:: Task brief ::
Render the lines below as a two-column CSV with the header row request,response. Give one row per line: the line's text goes under request and its answer under response. Enclose each field in double quotes and replace any line breaks inside a field with spaces.

[Data records]
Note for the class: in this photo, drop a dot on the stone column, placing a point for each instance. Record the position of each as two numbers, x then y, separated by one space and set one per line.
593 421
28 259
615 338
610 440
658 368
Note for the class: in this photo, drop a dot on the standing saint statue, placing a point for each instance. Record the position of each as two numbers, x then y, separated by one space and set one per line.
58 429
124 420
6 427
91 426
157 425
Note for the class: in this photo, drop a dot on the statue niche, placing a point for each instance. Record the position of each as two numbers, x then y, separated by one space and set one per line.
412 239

:: Task output ::
request,response
"Note for the class: in this photo, drop a dot on the stone column, placing a point for each instance. Record the position of each as two numbers, x then y, separated by one space and set one per line.","593 421 28 259 615 338 610 440 658 368"
"Note for the class: in this photo, drop a dot on the standing saint statue, placing a point for each instance. Record the position of each as two numbers, x then y, separated by one space and set one per line.","58 429 124 420 6 427 91 426 157 425"
"Note for the class: in this photo, drop a dot on the statue niche, placing a point for each instance. Record the position of each as two numbers, x then y, separated by one space and set one per line.","412 239"